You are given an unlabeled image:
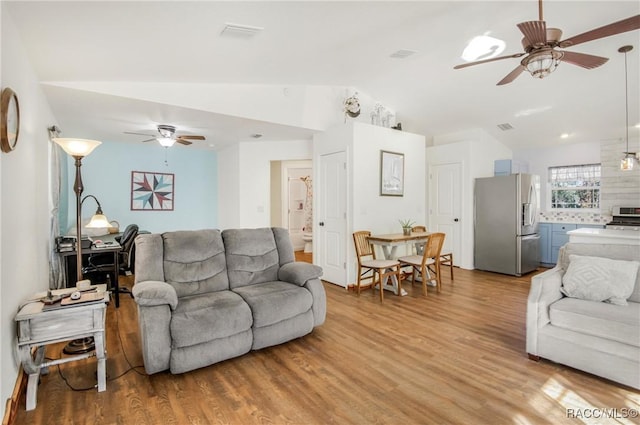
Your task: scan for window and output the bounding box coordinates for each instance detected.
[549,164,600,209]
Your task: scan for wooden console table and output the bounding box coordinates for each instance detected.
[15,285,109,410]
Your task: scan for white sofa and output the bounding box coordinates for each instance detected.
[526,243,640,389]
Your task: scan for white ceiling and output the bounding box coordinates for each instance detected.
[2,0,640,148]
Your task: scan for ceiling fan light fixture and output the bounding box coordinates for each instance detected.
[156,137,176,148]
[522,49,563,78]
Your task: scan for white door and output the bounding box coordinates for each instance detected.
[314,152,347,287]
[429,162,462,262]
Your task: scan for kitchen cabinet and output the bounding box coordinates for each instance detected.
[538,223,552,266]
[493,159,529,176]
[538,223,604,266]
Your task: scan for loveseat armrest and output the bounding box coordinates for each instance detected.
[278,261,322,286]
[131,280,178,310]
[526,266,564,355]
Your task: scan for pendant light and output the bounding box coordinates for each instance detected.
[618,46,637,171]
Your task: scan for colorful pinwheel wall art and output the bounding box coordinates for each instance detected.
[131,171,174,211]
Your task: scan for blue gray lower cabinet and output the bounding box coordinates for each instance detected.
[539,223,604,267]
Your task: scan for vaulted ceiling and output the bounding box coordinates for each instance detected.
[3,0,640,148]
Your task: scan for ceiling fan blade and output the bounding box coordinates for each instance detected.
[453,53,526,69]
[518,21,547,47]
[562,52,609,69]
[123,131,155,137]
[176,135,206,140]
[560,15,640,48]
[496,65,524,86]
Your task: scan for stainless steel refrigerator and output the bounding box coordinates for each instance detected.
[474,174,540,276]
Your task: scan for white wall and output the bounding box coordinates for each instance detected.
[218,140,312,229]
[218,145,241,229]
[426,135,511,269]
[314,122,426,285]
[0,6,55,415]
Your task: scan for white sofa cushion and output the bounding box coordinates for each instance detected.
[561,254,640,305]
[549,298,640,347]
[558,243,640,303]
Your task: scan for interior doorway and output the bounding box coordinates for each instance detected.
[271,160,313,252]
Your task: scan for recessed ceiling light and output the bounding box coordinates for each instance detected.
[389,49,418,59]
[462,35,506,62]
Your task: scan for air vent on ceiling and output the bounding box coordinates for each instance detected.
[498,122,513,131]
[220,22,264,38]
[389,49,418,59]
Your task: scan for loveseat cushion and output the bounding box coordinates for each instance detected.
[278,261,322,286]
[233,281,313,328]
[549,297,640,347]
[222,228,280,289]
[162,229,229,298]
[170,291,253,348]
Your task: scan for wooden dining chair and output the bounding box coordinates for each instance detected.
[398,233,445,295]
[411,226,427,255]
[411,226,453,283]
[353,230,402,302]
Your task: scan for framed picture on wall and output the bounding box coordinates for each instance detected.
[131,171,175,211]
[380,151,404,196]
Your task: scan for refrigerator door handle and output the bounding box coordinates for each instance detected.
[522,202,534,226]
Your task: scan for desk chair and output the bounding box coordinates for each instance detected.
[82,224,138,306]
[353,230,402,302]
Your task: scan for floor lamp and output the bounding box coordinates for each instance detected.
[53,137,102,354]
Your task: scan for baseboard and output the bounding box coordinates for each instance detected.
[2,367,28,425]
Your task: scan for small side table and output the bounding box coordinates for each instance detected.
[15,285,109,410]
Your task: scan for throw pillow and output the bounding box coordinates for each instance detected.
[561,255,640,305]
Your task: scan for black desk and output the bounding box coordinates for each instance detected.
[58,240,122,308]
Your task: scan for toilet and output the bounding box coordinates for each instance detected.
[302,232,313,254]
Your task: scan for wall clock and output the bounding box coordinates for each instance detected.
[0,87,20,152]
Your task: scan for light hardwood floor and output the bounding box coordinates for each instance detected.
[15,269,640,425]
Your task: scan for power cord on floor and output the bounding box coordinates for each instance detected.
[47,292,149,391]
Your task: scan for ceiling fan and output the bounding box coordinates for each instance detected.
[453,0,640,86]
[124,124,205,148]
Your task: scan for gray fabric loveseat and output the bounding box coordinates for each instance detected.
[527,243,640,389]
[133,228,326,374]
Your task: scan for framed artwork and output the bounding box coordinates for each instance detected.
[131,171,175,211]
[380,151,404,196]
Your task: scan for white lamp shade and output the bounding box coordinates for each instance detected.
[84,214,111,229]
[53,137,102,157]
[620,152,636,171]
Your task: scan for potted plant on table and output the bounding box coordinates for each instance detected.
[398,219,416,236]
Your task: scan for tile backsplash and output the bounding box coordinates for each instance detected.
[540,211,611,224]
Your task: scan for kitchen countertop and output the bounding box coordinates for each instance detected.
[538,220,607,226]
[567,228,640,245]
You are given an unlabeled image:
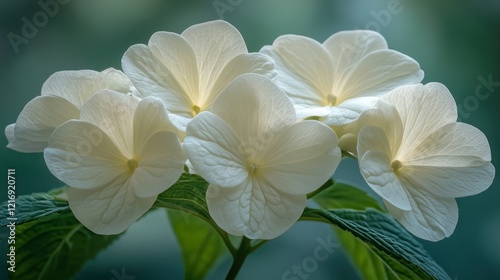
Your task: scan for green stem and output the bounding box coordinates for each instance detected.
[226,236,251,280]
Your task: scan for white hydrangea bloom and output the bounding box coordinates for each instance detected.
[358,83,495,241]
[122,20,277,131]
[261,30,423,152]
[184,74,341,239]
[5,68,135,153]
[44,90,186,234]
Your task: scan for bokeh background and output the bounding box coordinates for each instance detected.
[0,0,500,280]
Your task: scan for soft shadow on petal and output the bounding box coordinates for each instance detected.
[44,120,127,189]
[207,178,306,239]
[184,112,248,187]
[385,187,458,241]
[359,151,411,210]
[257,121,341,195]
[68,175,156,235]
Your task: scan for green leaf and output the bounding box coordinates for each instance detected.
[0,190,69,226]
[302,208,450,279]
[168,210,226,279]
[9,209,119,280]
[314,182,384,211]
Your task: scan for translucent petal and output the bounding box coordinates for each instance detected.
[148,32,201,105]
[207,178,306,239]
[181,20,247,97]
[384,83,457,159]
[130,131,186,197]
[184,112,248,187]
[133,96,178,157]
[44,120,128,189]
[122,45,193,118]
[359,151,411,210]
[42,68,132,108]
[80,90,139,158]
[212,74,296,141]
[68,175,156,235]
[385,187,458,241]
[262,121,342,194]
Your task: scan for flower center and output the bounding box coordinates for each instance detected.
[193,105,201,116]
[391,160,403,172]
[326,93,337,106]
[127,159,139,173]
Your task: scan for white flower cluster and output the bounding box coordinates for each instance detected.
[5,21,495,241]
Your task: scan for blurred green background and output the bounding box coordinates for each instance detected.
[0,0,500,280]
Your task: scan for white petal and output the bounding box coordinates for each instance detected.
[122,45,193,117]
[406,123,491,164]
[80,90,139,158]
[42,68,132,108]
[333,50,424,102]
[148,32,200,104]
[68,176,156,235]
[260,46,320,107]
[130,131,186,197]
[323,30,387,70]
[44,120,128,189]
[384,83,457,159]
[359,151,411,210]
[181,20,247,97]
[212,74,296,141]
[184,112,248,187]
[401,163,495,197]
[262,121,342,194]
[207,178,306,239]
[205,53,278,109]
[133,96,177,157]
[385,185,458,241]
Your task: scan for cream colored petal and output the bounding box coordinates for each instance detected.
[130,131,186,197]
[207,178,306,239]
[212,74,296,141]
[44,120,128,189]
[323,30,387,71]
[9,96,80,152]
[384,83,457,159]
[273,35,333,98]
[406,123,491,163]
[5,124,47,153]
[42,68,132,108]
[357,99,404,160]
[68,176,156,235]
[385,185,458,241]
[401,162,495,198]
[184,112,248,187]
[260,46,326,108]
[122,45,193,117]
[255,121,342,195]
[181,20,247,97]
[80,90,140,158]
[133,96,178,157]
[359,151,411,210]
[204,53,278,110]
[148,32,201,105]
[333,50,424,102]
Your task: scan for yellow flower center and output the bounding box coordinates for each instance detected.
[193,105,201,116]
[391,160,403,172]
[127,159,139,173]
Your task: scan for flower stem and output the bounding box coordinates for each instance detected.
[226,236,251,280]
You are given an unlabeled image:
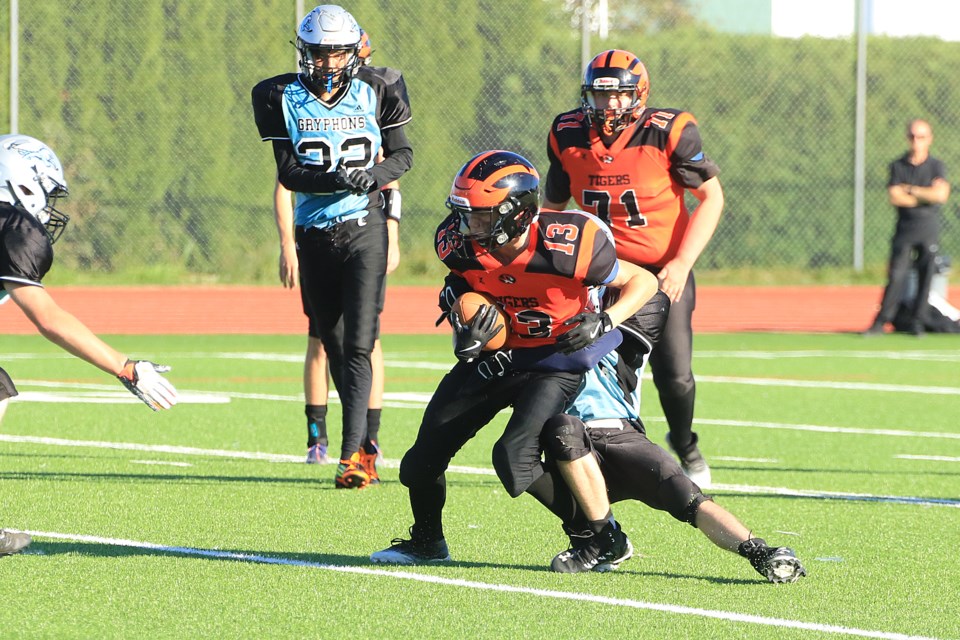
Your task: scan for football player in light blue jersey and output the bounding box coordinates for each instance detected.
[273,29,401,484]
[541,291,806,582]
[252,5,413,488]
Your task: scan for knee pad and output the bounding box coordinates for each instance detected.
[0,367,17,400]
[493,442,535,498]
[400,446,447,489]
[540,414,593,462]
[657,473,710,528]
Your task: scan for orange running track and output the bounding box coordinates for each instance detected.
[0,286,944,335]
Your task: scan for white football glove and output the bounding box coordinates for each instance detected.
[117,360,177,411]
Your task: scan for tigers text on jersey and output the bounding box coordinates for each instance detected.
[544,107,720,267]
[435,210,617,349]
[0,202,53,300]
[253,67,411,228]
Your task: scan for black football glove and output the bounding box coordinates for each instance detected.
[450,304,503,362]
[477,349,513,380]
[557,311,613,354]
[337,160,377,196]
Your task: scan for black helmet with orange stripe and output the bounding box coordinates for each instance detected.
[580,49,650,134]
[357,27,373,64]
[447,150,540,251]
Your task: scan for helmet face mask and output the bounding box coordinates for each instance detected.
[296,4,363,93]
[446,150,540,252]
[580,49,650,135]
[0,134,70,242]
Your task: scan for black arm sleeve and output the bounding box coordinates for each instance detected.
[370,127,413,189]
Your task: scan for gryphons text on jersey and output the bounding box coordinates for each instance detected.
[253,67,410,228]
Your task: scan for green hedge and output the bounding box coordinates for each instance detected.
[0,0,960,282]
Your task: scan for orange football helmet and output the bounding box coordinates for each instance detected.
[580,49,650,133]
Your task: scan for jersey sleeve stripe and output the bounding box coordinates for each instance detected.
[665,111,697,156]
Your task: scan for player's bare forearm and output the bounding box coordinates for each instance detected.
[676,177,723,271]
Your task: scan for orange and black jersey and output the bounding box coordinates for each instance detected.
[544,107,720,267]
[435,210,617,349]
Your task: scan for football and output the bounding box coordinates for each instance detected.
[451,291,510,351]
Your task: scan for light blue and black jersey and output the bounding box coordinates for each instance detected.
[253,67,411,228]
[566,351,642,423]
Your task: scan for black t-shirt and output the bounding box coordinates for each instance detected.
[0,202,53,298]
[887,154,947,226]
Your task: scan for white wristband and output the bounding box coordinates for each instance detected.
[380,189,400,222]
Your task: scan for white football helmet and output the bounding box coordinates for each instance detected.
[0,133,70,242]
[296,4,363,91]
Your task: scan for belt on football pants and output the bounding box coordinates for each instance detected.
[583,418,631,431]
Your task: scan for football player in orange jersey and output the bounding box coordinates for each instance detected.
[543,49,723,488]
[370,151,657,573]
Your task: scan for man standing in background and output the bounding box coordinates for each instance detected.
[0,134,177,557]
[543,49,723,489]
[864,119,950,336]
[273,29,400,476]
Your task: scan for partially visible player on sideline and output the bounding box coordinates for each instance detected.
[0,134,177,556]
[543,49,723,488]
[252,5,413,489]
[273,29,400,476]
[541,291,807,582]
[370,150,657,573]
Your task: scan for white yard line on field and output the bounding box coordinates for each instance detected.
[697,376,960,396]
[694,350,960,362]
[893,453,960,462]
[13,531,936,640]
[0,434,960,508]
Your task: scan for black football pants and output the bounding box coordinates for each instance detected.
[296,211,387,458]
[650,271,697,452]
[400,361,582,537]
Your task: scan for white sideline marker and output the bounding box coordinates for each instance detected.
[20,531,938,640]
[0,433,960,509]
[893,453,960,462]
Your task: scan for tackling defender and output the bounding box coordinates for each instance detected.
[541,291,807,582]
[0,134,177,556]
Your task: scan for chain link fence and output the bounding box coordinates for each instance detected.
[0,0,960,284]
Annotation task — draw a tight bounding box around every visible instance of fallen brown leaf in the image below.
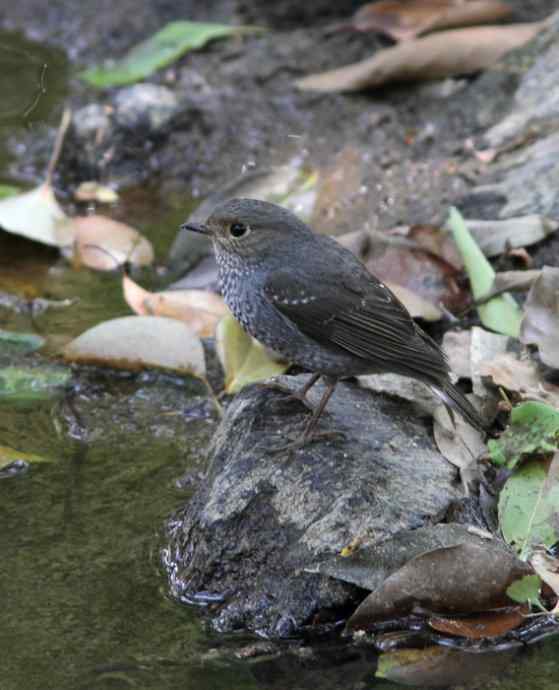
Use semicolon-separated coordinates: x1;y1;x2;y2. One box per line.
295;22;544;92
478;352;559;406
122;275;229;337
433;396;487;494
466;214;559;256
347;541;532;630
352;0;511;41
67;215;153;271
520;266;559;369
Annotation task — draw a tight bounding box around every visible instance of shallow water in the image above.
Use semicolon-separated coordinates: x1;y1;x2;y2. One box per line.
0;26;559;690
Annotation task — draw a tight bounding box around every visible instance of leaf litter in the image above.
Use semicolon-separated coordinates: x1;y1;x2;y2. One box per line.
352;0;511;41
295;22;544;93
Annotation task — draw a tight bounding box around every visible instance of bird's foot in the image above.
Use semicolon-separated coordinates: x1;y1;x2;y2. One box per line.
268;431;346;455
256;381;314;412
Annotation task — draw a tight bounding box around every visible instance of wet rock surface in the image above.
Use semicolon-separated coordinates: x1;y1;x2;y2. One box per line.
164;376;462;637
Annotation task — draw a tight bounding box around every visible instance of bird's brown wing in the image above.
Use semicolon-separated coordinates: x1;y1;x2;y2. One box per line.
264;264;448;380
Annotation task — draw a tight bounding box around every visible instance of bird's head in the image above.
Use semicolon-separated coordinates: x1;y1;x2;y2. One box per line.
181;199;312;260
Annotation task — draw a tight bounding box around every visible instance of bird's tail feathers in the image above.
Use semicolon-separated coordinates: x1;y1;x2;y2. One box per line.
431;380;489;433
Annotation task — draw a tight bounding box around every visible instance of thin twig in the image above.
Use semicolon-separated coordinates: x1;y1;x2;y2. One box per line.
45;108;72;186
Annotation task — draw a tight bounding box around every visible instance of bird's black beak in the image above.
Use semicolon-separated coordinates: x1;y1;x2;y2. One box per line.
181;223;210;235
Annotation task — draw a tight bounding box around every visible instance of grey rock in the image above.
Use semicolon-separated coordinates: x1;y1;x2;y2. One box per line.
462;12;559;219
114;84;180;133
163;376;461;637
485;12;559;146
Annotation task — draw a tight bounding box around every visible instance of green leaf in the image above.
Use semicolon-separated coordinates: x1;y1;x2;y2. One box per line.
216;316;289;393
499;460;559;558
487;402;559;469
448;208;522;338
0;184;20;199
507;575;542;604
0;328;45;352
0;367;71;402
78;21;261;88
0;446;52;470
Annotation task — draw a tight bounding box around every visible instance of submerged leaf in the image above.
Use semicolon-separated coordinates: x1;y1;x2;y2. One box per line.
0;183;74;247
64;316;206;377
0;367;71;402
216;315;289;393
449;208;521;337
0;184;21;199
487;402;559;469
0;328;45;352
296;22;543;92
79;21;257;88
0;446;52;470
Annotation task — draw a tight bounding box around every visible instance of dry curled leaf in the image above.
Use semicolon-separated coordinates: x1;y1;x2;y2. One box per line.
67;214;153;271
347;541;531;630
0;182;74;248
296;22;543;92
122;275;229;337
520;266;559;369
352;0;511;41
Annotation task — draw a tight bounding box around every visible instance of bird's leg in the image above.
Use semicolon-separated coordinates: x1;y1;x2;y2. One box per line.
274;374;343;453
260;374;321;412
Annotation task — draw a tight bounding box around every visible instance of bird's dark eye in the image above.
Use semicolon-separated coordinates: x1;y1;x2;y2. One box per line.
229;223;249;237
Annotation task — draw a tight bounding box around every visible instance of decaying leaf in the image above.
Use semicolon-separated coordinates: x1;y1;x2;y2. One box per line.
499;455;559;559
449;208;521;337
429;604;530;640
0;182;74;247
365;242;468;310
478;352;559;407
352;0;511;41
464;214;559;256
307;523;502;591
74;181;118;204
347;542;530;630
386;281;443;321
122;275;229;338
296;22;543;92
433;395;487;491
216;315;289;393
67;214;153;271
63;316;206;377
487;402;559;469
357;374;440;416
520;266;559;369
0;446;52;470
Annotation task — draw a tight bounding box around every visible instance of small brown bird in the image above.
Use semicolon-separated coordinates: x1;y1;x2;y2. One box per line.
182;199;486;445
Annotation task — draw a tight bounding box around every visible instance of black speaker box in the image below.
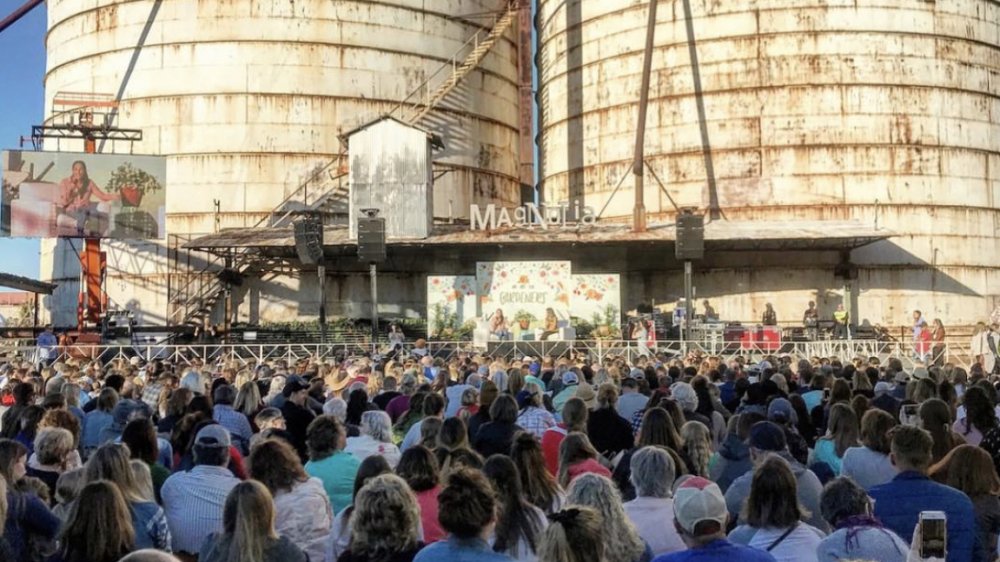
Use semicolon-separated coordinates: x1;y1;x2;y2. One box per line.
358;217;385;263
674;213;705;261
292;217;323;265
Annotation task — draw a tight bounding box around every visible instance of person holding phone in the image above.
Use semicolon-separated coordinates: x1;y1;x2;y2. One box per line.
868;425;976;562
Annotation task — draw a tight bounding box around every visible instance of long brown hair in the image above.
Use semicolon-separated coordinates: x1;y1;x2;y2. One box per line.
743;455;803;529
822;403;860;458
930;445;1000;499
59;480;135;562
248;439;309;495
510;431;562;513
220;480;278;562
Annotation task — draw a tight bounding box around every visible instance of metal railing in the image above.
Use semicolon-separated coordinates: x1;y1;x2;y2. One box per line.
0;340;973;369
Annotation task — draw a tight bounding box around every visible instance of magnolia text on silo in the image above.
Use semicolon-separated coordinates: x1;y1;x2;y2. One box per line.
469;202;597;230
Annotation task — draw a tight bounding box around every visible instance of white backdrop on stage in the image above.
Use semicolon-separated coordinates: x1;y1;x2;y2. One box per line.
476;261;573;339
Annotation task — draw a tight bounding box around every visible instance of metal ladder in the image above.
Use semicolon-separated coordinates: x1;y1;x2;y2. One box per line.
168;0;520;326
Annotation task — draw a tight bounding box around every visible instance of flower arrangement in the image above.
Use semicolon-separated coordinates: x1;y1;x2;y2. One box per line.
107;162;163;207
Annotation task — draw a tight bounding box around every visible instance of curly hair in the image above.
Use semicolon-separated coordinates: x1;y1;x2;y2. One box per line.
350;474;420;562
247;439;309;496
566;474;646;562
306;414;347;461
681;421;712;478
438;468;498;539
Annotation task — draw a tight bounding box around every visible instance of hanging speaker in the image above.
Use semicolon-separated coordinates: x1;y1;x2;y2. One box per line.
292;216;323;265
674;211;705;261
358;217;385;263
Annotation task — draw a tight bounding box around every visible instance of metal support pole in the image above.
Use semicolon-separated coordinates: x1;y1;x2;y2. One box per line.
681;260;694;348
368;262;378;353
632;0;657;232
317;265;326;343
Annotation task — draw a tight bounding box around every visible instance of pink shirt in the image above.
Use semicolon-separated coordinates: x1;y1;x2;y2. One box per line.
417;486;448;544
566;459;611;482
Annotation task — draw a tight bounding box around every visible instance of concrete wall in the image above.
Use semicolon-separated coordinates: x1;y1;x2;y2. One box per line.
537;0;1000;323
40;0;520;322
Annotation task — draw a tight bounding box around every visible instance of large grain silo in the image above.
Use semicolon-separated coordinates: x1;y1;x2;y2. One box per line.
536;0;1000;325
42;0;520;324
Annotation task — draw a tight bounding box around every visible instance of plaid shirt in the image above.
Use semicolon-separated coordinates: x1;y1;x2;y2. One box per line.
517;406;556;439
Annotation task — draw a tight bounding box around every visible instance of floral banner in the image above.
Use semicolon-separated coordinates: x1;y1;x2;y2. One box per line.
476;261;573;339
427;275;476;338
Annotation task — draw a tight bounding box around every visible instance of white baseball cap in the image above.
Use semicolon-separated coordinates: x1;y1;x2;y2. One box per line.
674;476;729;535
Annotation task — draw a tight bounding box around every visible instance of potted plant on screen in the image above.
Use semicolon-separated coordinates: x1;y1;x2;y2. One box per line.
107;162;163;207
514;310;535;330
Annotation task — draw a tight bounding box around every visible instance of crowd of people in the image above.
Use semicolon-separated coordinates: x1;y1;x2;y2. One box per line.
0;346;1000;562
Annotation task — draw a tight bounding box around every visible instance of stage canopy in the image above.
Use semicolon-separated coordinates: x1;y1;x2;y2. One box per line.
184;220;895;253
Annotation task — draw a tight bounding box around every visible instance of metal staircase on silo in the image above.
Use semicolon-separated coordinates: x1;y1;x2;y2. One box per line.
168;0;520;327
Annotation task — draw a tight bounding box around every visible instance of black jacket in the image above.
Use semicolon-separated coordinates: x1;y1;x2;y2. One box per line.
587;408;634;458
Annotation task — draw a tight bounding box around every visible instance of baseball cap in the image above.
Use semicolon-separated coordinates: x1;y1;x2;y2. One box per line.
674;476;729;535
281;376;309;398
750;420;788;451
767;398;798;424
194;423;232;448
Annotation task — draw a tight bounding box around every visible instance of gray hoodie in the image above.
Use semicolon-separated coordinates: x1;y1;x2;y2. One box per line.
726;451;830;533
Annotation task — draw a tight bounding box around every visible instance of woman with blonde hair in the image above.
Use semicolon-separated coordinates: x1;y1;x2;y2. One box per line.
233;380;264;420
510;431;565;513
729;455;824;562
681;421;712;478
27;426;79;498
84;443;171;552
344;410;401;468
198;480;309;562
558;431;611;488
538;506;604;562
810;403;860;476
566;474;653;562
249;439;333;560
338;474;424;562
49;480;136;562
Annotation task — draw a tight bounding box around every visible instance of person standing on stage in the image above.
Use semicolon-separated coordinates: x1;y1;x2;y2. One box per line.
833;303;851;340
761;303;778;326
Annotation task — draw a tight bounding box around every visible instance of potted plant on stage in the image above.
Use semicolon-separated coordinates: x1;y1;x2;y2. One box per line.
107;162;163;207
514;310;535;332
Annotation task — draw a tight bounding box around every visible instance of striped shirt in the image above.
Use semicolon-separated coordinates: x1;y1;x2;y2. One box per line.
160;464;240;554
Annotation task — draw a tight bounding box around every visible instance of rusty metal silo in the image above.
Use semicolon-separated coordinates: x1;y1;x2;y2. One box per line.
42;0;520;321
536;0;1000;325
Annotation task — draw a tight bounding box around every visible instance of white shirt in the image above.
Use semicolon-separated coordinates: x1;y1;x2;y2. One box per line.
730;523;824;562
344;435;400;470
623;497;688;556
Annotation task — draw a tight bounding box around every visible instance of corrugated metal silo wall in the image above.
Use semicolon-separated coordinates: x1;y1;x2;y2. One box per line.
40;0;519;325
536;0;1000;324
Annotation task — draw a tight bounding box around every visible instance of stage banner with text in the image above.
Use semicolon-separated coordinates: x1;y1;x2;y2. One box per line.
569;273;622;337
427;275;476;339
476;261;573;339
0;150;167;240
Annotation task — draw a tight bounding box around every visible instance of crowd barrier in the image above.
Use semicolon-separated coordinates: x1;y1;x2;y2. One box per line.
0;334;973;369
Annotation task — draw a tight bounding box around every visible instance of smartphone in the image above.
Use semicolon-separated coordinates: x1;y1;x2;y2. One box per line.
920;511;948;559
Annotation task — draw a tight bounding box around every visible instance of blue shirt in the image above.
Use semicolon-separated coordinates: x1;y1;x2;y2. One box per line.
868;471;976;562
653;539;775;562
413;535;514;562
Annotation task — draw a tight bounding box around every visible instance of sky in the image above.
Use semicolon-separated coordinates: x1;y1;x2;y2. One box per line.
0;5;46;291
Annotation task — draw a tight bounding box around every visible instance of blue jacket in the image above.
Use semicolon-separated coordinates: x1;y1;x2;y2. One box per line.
•••••
GIVEN EXERCISE
Copy out the rows exactly as they appear, from the line with "staircase on silo in the image above." up to and including the line with "168;0;520;327".

TASK ANSWER
Annotation task — draw a tight bounding box around every visible instance of metal staircase on silo in the image above.
Use semicolon-separated coordinates: x1;y1;x2;y2. One box per line.
168;0;520;327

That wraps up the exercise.